◆ **YOUR GOAL**: Without the pictures, output the records below word for word.

◆ **GIVEN ENTRIES**:
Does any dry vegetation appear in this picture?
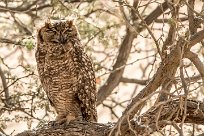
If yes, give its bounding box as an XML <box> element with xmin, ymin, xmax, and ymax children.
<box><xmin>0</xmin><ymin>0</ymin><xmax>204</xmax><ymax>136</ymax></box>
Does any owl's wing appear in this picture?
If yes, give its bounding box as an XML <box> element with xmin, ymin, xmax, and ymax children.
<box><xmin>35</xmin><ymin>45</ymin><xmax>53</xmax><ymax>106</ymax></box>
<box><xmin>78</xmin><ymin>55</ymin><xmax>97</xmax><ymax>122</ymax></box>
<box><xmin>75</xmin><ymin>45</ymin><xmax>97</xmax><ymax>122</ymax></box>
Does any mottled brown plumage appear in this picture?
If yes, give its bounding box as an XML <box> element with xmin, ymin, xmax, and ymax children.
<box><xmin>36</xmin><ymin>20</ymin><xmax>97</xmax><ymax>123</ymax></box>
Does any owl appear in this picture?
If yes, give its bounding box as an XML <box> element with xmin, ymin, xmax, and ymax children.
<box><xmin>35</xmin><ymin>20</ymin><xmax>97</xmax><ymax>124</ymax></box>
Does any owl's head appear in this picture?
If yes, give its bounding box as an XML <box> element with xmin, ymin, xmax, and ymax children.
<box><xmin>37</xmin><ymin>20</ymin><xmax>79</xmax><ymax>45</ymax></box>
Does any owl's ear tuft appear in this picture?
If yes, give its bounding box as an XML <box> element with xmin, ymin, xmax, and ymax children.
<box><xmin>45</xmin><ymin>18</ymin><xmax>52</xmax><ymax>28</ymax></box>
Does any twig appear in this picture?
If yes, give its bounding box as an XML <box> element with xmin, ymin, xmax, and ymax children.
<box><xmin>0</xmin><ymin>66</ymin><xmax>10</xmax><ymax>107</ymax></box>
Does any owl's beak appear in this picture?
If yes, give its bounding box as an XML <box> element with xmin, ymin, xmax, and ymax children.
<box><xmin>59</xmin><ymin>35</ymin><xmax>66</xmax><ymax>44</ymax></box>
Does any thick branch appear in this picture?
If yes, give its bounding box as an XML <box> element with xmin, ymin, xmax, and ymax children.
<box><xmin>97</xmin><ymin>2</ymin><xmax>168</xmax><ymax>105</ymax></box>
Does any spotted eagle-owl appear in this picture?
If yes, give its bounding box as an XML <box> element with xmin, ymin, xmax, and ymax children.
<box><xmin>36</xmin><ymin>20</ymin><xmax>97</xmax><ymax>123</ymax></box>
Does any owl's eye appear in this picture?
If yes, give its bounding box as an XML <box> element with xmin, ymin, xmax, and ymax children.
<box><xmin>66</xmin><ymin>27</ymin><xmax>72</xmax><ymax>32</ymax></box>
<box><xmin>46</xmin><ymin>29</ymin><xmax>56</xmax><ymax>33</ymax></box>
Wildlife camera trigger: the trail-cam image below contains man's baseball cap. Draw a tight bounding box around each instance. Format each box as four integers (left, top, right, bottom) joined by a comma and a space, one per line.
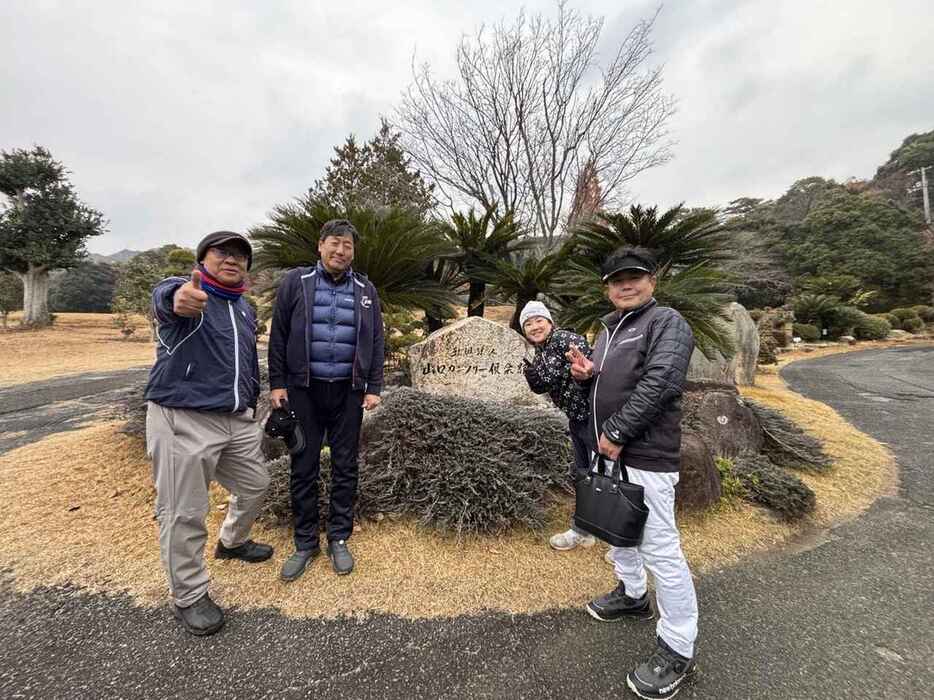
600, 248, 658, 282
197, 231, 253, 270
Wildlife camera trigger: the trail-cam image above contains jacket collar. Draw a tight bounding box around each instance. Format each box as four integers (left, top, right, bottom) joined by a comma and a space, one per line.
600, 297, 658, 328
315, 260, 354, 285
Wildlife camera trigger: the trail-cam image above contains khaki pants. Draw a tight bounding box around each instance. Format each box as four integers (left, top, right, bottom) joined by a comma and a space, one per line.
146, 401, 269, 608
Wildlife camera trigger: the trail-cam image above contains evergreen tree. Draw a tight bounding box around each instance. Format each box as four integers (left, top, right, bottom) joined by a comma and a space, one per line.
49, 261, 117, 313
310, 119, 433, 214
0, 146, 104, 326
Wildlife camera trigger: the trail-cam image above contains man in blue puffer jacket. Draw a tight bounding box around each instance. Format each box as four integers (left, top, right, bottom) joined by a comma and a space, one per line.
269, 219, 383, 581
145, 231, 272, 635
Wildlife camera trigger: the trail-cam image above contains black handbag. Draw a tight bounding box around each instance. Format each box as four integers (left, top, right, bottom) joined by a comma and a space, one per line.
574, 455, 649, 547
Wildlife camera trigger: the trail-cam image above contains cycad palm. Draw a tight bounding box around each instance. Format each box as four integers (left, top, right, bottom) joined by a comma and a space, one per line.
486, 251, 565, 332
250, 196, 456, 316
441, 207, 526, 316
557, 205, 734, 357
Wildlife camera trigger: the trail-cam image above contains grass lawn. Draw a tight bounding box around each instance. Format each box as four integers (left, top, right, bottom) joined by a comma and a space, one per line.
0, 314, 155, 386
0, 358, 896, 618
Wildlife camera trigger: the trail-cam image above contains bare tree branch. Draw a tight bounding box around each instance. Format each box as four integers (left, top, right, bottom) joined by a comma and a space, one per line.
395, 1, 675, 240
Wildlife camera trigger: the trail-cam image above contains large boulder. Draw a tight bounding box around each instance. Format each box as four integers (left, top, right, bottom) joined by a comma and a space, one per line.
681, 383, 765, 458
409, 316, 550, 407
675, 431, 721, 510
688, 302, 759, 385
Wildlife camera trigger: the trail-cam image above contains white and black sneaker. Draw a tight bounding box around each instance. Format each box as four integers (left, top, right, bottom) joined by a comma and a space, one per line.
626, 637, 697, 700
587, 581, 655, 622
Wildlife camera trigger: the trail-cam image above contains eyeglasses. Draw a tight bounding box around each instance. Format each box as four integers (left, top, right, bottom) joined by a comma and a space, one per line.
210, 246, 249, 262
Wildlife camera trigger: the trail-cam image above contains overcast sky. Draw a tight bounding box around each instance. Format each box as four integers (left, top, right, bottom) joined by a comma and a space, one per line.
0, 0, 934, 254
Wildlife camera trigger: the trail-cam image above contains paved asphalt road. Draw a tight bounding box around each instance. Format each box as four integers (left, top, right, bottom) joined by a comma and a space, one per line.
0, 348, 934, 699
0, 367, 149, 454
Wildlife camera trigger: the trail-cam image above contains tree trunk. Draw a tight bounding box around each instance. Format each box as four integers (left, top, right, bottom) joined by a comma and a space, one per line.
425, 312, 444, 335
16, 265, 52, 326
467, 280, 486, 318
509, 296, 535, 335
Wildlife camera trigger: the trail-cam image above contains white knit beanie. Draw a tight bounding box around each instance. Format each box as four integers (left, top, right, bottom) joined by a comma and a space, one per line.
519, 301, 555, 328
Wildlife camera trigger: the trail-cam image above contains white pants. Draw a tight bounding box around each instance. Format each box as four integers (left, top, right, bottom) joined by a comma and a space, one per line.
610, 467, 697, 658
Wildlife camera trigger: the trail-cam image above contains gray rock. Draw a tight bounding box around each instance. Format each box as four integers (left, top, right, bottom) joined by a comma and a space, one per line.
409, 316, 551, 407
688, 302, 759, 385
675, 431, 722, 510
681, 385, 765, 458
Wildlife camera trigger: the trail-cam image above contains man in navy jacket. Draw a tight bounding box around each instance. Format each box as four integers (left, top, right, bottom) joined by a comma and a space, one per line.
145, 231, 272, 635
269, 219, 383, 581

◆ **RESULT FOR THIS TASK**:
Does any dry vegetation appear in this picture?
If yes, give its bounding box as an XML <box> element with xmin, ymin, xmax, and ymax children.
<box><xmin>0</xmin><ymin>0</ymin><xmax>204</xmax><ymax>136</ymax></box>
Does any owl's wing appear in this picture?
If yes, give its bounding box as an XML <box> element with xmin, ymin, xmax, and ymax children.
<box><xmin>35</xmin><ymin>45</ymin><xmax>53</xmax><ymax>106</ymax></box>
<box><xmin>78</xmin><ymin>55</ymin><xmax>97</xmax><ymax>122</ymax></box>
<box><xmin>75</xmin><ymin>45</ymin><xmax>97</xmax><ymax>122</ymax></box>
Does any mottled brown plumage appear in this picture?
If yes, give its bounding box as an XML <box> element with xmin, ymin, xmax, and ymax children.
<box><xmin>36</xmin><ymin>20</ymin><xmax>97</xmax><ymax>123</ymax></box>
Does any owl appear in this picture?
If yes, give its bounding box as an XML <box> element with xmin, ymin, xmax, and ymax children.
<box><xmin>35</xmin><ymin>20</ymin><xmax>97</xmax><ymax>124</ymax></box>
Does any owl's head appear in this picture?
If yes, give its bounding box as an XML <box> element with xmin, ymin, xmax, and ymax children.
<box><xmin>37</xmin><ymin>20</ymin><xmax>79</xmax><ymax>45</ymax></box>
Does any owl's ear tuft appear in this picture?
If yes, give its bounding box as an XML <box> element with xmin, ymin, xmax, and ymax children.
<box><xmin>45</xmin><ymin>18</ymin><xmax>52</xmax><ymax>28</ymax></box>
Does any twig appear in this picture?
If yes, give its bounding box as an XML <box> element with xmin, ymin, xmax, and ymax children.
<box><xmin>0</xmin><ymin>66</ymin><xmax>10</xmax><ymax>107</ymax></box>
Does any owl's beak appear in this picture?
If yes, give its bounding box as an XML <box> element with xmin, ymin, xmax, and ymax children.
<box><xmin>59</xmin><ymin>35</ymin><xmax>66</xmax><ymax>44</ymax></box>
Does any thick branch appear in this picture?
If yes, give its bounding box as an XML <box> element with xmin, ymin, xmax, and ymax children.
<box><xmin>97</xmin><ymin>2</ymin><xmax>168</xmax><ymax>105</ymax></box>
Does any spotted eagle-owl appear in this picture?
If yes, give its bounding box as an XML <box> element with xmin, ymin, xmax, and ymax children.
<box><xmin>36</xmin><ymin>20</ymin><xmax>97</xmax><ymax>123</ymax></box>
Does any owl's eye appear in this picture?
If yes, give its bounding box as an XML <box> element with xmin, ymin, xmax, and ymax children.
<box><xmin>66</xmin><ymin>27</ymin><xmax>72</xmax><ymax>32</ymax></box>
<box><xmin>46</xmin><ymin>29</ymin><xmax>56</xmax><ymax>33</ymax></box>
Wildlife camera trigger: the trail-cam image below contains man's baseball cap. Draw a tight bounding box around each instance. Format each box as four integers (left, top, right, bottom) joined by a comma and a space, one per line.
600, 248, 658, 282
197, 231, 253, 270
Wildlife camera trigger: the trail-cam image above contains jacket collar. Draw a tight bounding box around each instance. Format each box as four integers (left, top, right, bottom) joined by a comma and a space, one per line.
600, 297, 658, 328
315, 260, 354, 285
Wildlife camera trigger: the trail-cam image above contains khaki pants. Draw a tight bounding box around each instance. Format each box as four integers (left, top, right, bottom) joined by a comma and a space, one per line.
146, 401, 269, 608
Wildlife camera trigger: the trail-cam image above contains evergreen tree. Draw a tight bounding box around each instance. Format each box as four integers (left, top, right, bottom) joined by a comma and a space, one per line.
49, 261, 117, 313
310, 119, 433, 214
0, 146, 104, 326
Wildlife camera trigger: the trail-cam image above contains man in blue puffer jacket. Draw a tight bounding box around each instance. Format each box as four integers (left, top, right, bottom) joined by a comma and a space, one per line.
269, 219, 383, 581
145, 231, 272, 635
Wildlife camera trigger: the trail-cam image above contains black handbag. Draw a tight bounding box around each instance. Format each box as four integers (left, top, right, bottom) joined by a comma and a space, one per line.
574, 455, 649, 547
Wildlife camera trigger: the trail-cam image above contains cycad palm. Draw a tight bounding box around each instance. Format each box as four integers (left, top, right, bottom) joined by a comma and a space, one per line.
486, 251, 565, 332
250, 196, 456, 316
441, 207, 526, 316
557, 205, 734, 357
Wildlife camera trigger: the trail-cam image above contains grass lawn. Draw a tight bounding box around each instance. Format each box as four integers (left, top, right, bottom) joined by a comma and a space, one per line.
0, 314, 155, 386
0, 358, 896, 618
Wildlife camera trigger: the trail-cam image above contains bare tree branch. Draw a tight bounding box around each instance. Format each box as four integers (left, top, right, bottom) joined by a comma and a space, one per line.
395, 1, 675, 240
Wildlife camera trigger: the trail-cam image above contains large boulder. Draw a tight bounding box around each instance. Format each box as four integers (left, top, right, bottom) joined by a comma and a space, one per line.
681, 383, 765, 458
409, 316, 550, 407
675, 431, 721, 510
688, 302, 759, 385
Wildlife camera trigger: the trail-cam image above contains white and black sneaker. Draw a tight bounding box around each instance. Format each box as four integers (left, top, right, bottom) joined by a comma and a space, one per line.
626, 637, 697, 700
587, 581, 655, 622
Wildlife camera trigger: the trail-cam image above contains eyeglasses. Draw a tight bounding box around each instance. Format each box as four integers (left, top, right, bottom) joined by a comma and a space, one per line.
210, 246, 249, 262
Wildlife camera trigger: the trail-cam image above contains overcast sky. Draw a tight bounding box around each instance. Format each box as four integers (left, top, right, bottom) joined by a comma and a space, one per line.
0, 0, 934, 254
Wildlife camera trigger: the trail-cam image above contains paved asphalt road. Draw a tight bounding box around each instance. Format each box as four integers (left, top, right, bottom) joined by a comma and a space, one per line.
0, 348, 934, 699
0, 367, 149, 454
Wildlife camera trigger: the trail-cam image above contains tree trunk. Draw a tight bounding box around each instance. Format each box as four integers (left, top, right, bottom) joined by a comma and a space, one per line.
425, 312, 444, 335
16, 265, 52, 326
467, 280, 486, 318
509, 296, 535, 335
Wildlife camera trigger: the trail-cam image above contains white knit beanie. Draw a tight bounding box around each instance. Format each box as four integers (left, top, right, bottom) joined by a comma and a space, one per line.
519, 301, 555, 328
Wildlife camera trigger: the trail-cam image above contains white pants. Draw a tight bounding box around each instance. Format each box as four integers (left, top, right, bottom) joined by a comma and a space, one per line.
610, 467, 697, 658
Wildlife camera trigger: the trail-cam image above contains gray rock. Draw a tight bounding box around each instance. Format each box as four integers (left, top, right, bottom) joined by a comma and a space, one per line.
409, 316, 551, 407
688, 302, 759, 385
675, 431, 722, 510
681, 385, 765, 458
Wildlife camera trigger: the trail-cam image above contains man in navy jacket. Draw a tight bounding box around each instance. Format each box as four integers (left, top, right, bottom) joined by a comma and a space, one per line.
145, 231, 272, 635
269, 219, 383, 581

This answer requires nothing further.